Your assignment:
Every record must come back exactly as given.

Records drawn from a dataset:

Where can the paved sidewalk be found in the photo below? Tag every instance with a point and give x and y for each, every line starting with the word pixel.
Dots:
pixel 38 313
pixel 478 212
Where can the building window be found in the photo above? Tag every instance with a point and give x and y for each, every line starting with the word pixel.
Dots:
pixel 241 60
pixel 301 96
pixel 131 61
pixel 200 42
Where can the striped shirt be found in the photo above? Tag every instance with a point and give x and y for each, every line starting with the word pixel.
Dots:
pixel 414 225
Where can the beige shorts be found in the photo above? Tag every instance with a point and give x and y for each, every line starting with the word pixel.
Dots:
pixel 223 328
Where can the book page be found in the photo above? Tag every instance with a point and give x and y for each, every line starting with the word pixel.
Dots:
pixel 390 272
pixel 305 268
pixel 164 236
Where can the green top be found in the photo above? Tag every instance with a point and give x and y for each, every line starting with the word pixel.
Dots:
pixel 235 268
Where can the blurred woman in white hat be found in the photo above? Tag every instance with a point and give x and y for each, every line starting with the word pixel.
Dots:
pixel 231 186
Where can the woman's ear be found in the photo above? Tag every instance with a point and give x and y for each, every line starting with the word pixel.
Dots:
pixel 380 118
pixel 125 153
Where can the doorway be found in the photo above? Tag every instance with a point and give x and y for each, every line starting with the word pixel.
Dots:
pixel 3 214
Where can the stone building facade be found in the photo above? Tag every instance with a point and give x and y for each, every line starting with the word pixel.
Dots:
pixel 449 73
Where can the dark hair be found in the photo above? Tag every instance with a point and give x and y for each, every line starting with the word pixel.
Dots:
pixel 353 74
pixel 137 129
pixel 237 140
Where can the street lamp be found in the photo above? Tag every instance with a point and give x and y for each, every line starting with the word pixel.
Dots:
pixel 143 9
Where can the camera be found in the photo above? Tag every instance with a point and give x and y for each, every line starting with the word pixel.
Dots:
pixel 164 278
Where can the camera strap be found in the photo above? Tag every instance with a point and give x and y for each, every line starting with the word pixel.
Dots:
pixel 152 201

Solution to the problem:
Where can the paved sidewalk be found in the photo below? Tag every instance with a point and give x and y for each, every line starting with the word pixel.
Dots:
pixel 38 313
pixel 478 212
Where can the building window be found in the photo above? Tag every instance with a point and give x and y for each, every line starting with the word pixel.
Dots:
pixel 241 60
pixel 301 96
pixel 131 61
pixel 200 42
Where can the striped shirt be found in the photo above? Tag every instance with a point and give x and y for each, every line starting with the word pixel.
Dots:
pixel 414 225
Where can the beige shorts be found in the photo above? Tag every instance with a point and give x and y for each, every line starting with the word pixel.
Dots:
pixel 223 328
Where can the book page be found in the photo above? Tag every instance with a point and give x and y for each, every line starting with the word pixel.
Dots:
pixel 390 272
pixel 305 268
pixel 164 236
Where can the green top be found in the photo above? Tag every instance with a point and give x and y for each, every line starting with the word pixel.
Dots:
pixel 235 268
Where can the blurred woman in white hat be found in the photo above? Tag every instance with a point and give x and y for each, every line starting with the word pixel.
Dots:
pixel 231 186
Where can the woman's ear be found in the photo above? Tag every instance with a point and give x and y for each, every line starting with the word pixel.
Dots:
pixel 380 118
pixel 125 153
Where can the doorway be found in the photo above? Tag every instance with a point and give x and y for each, every line starting with the word pixel.
Dots:
pixel 3 214
Where can the stone building facade be found in the photo above? Tag every instance with a point and give x and y for each, every line starting with the word pixel.
Dots:
pixel 449 73
Where can the dark hair be found in the photo above? Tag every instance with a point and give x and y for each, every line starting with the word pixel.
Dots:
pixel 353 74
pixel 137 129
pixel 237 140
Where can the street lamp be found in the photo above? Tag every instance with a point and give x and y for each, every line starting with the word pixel.
Dots:
pixel 143 9
Where can the camera be found in the photo above? Tag every instance with a point and give x and y for each, every line starting with the word pixel.
Dots:
pixel 164 278
Where can the camera strap be found in the photo above? Tag every instance with a point and give x and y for each, every line starting with the word pixel.
Dots:
pixel 152 201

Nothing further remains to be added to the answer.